[Task details]
Answer these questions from the story about Tinky Winky below.
1. How many yorkies were rescued when the puppy mill was raided?
2. How many dogs were at the humane society in Arkansas where Tink ended up?
3. What dogs did the writer already have when the friend offered the second little dog?

# Tinky Winky's story



## The A Team (Dec 1, 2005)

We have gotten a lot of new members recently, so after hearing Lynn tell Tilly's story, I thought maybe I'd share Tinker's story once more.

It was around November 2006 when my friend called me and said she was adopting a little yorkie she found on petfinder....she said there was another little guy in the cage with him and did I want him? "no thank you", I told her "I have two malts and that's all I ever wanted". 

Anyway, curiosity got the best of me and I e-mailed the humane society to ask about this little guy. Well a puppy mill had been raided and 100 yorkies were rescued and placed with various foster homes. Tink ended up one of 38 dogs at a humane society in Arkansas. In the puppy mill he had lived his entire life in a tiny filthy cage piled high on other cages with no human contact whatso ever. I asked if anyone was adopting him and she said "no, he's for you".

[Data supplied]

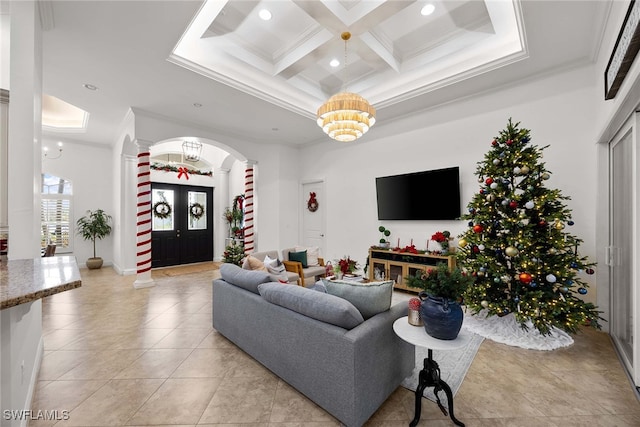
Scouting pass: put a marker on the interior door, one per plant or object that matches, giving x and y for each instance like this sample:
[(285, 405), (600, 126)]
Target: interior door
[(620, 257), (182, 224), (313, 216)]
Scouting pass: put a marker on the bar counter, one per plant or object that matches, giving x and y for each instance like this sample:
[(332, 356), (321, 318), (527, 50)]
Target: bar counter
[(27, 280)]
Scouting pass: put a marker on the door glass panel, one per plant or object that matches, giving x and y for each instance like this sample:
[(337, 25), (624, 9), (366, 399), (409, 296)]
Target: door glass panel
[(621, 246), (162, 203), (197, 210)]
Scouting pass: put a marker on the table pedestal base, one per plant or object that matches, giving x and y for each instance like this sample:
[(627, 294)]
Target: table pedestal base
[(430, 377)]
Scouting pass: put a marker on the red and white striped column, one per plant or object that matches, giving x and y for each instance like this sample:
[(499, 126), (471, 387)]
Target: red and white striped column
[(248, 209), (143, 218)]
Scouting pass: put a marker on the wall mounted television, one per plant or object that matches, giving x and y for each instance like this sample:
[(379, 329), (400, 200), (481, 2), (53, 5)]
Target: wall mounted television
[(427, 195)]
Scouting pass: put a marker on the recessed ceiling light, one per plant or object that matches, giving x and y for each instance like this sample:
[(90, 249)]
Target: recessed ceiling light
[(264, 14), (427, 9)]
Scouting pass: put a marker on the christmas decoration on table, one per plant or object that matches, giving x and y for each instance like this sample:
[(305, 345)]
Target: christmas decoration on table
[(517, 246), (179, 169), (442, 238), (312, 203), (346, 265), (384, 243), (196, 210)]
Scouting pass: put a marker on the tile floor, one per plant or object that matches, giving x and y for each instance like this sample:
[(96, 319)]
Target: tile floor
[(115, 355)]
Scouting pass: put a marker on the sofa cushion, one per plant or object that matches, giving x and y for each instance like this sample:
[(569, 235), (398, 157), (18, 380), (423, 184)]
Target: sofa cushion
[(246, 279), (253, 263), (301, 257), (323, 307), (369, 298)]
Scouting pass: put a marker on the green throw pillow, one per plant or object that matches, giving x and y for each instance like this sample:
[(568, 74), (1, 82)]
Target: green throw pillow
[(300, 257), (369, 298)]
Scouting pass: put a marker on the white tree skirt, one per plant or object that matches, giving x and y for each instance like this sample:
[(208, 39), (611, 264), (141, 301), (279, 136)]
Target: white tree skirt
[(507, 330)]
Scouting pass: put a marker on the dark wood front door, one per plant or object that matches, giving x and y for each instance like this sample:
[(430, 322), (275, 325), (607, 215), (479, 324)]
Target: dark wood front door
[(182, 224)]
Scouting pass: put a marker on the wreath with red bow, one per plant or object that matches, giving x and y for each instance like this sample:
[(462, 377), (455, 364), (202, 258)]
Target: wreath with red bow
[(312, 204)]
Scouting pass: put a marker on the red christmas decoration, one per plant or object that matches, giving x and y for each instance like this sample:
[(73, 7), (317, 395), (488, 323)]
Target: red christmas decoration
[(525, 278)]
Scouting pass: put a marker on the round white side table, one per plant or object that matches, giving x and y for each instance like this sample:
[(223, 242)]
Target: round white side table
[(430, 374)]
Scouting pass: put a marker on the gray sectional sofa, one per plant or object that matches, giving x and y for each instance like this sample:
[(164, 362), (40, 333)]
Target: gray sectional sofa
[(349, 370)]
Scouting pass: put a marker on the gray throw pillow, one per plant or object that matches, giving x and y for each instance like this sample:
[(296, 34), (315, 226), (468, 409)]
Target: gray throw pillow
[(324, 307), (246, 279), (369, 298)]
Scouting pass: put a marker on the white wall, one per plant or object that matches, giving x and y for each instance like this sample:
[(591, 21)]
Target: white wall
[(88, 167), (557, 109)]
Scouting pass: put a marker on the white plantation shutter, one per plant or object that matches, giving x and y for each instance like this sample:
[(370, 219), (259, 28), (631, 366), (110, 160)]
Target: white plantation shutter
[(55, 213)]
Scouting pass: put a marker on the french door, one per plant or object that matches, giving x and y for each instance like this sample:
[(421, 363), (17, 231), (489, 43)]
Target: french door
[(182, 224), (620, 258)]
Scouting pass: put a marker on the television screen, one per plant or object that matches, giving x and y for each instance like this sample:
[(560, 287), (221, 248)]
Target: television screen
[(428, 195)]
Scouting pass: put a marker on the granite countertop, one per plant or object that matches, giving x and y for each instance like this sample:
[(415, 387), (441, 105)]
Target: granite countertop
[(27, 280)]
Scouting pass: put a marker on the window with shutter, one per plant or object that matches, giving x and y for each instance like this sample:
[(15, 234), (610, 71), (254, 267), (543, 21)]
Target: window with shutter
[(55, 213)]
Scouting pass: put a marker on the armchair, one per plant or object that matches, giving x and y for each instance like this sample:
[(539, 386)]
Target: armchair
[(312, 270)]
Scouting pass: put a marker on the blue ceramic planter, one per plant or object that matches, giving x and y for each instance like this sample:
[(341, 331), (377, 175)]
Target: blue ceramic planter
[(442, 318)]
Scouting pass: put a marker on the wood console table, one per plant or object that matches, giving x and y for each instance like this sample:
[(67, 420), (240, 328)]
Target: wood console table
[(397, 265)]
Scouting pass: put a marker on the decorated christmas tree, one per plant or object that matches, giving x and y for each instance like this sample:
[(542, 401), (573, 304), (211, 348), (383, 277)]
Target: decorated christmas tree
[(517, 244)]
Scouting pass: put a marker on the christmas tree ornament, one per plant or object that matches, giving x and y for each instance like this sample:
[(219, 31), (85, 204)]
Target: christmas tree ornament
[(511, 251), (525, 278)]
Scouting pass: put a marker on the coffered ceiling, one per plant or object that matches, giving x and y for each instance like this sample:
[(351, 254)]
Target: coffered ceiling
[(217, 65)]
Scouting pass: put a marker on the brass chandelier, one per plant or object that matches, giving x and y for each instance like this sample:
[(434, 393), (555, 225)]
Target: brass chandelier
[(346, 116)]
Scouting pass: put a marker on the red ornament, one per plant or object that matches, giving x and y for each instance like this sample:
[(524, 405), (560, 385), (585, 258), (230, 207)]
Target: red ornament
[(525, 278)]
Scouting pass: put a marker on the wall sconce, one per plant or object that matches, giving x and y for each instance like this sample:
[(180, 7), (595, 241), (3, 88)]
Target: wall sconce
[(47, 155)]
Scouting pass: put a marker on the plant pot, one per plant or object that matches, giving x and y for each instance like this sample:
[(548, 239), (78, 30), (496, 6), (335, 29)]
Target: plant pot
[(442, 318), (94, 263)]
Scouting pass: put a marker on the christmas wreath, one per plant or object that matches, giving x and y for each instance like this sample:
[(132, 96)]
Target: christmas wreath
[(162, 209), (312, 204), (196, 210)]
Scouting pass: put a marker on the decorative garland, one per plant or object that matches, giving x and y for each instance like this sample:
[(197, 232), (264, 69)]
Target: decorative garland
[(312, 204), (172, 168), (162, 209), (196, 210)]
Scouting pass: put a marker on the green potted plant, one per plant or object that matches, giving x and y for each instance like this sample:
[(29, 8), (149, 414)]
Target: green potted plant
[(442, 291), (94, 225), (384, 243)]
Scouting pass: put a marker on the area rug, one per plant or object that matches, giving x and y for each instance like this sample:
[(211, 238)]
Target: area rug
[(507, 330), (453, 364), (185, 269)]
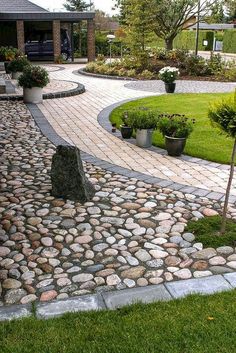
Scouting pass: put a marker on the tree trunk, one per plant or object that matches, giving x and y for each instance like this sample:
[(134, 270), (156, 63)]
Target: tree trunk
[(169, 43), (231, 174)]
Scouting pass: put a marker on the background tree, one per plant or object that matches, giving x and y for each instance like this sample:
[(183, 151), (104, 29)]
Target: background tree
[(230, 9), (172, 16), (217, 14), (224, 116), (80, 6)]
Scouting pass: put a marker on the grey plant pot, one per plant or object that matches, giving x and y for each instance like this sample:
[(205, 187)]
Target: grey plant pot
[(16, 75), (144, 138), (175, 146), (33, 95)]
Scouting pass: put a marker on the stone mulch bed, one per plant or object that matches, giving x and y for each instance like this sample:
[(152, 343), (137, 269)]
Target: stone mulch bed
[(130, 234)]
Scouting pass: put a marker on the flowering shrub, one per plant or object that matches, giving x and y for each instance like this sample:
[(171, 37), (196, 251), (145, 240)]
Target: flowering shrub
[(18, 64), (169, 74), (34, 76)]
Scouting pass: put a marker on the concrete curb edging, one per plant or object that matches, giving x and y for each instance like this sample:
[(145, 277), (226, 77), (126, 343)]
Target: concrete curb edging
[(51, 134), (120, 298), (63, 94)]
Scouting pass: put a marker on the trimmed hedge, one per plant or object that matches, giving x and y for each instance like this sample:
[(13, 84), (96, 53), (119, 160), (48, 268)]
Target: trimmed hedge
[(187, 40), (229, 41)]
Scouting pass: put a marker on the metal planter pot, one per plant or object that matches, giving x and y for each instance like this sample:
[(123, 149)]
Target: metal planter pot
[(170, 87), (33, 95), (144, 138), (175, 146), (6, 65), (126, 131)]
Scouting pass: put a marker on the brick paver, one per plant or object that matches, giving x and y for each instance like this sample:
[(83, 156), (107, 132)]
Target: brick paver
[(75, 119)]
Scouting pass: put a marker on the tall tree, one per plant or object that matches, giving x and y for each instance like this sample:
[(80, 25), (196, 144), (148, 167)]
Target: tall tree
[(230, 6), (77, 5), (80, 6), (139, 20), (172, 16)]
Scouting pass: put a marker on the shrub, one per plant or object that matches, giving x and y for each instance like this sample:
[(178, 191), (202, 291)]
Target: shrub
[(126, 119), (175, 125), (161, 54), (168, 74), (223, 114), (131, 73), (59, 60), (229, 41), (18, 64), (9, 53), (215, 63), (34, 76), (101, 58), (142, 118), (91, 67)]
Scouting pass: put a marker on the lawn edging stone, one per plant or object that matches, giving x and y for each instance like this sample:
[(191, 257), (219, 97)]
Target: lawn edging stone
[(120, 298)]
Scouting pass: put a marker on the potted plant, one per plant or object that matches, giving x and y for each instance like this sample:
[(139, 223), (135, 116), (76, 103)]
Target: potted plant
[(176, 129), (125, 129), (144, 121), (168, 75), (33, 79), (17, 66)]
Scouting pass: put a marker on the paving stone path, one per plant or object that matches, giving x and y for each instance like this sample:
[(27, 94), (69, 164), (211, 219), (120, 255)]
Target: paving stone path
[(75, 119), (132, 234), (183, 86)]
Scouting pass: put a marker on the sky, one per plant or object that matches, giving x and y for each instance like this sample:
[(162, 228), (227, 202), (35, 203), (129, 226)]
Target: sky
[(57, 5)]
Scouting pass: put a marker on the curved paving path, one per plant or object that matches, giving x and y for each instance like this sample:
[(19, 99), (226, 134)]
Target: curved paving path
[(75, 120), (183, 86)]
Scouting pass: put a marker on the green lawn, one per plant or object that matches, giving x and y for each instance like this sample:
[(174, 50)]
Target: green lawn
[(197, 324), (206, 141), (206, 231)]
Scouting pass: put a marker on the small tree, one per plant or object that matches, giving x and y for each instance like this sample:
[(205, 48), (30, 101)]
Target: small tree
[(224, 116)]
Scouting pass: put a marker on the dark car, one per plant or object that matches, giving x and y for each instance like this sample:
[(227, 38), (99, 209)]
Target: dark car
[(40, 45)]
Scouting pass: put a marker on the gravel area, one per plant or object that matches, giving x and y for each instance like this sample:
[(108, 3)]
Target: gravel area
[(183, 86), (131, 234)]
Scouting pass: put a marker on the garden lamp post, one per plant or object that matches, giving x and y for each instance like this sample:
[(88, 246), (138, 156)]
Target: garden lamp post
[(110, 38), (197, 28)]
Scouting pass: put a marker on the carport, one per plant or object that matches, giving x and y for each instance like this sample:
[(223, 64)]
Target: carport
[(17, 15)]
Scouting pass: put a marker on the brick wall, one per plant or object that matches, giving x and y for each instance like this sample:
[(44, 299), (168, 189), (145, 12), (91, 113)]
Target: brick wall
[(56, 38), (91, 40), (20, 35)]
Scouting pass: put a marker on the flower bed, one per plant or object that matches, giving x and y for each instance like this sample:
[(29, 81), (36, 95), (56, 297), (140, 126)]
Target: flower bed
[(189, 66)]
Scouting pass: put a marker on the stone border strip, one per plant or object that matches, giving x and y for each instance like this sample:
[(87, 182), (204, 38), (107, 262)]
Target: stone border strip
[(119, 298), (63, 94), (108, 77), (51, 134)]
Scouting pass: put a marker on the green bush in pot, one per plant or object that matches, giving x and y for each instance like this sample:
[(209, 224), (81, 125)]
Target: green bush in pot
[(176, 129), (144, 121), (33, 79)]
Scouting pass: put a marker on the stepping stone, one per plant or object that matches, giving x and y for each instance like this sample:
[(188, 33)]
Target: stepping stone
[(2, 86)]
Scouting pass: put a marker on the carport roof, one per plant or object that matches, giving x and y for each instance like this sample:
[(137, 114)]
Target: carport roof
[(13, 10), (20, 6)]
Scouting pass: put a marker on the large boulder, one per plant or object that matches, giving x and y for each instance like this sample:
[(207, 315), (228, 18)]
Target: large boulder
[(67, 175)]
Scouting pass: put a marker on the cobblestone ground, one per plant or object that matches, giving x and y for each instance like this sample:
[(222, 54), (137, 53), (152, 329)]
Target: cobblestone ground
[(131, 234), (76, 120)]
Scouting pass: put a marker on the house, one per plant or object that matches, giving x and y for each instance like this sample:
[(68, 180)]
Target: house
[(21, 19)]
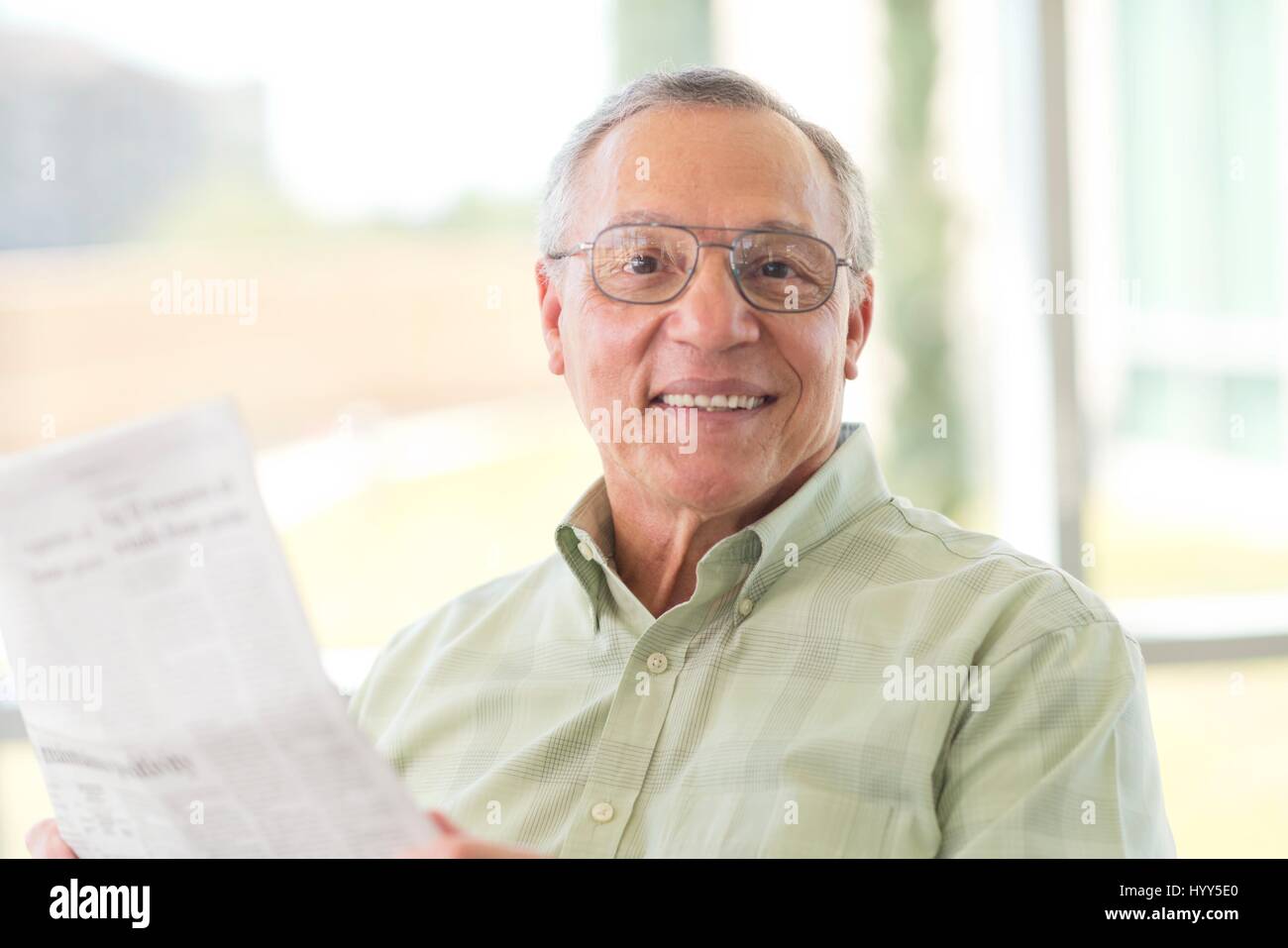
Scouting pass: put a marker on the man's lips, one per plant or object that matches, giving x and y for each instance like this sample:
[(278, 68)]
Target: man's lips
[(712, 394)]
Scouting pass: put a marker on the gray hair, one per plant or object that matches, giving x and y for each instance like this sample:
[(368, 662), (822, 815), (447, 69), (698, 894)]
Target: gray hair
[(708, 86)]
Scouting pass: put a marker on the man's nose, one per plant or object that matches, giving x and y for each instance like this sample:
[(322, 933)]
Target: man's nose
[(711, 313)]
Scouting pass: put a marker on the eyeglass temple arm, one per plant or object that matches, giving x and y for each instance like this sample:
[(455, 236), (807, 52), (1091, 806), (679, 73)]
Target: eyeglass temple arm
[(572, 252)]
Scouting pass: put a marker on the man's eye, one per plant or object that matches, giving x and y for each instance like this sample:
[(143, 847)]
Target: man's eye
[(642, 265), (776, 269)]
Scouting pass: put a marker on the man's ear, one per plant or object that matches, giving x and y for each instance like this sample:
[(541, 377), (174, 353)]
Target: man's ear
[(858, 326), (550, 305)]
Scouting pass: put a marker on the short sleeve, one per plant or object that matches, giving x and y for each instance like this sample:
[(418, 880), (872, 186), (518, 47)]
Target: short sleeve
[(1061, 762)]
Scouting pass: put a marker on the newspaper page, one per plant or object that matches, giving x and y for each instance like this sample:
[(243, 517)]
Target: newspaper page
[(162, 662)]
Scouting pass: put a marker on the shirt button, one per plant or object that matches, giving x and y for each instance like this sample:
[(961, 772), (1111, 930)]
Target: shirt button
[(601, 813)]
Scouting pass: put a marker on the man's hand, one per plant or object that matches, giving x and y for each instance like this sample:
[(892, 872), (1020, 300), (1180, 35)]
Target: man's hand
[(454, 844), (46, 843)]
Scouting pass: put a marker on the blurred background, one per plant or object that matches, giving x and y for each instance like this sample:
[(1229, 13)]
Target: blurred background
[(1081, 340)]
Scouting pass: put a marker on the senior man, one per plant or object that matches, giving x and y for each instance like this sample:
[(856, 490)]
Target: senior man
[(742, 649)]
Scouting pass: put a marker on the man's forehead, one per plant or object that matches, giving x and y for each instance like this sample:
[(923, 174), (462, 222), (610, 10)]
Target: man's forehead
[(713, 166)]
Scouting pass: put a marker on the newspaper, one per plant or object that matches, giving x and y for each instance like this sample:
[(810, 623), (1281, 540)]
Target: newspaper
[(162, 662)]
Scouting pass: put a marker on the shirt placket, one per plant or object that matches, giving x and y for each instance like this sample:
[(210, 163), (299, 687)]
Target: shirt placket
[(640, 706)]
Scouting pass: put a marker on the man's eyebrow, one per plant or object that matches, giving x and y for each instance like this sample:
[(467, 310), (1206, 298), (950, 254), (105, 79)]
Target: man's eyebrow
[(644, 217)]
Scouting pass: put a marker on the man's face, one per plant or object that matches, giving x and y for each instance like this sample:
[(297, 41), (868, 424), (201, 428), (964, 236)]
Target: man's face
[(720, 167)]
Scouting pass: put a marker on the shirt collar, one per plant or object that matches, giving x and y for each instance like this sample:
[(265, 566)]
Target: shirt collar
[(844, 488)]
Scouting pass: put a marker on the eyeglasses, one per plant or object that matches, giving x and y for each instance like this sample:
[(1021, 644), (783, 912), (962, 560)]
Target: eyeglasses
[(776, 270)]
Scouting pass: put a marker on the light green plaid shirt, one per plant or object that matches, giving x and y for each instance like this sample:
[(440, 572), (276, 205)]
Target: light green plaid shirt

[Exercise solution]
1. 100 yorkies
2. 38 dogs
3. Two malts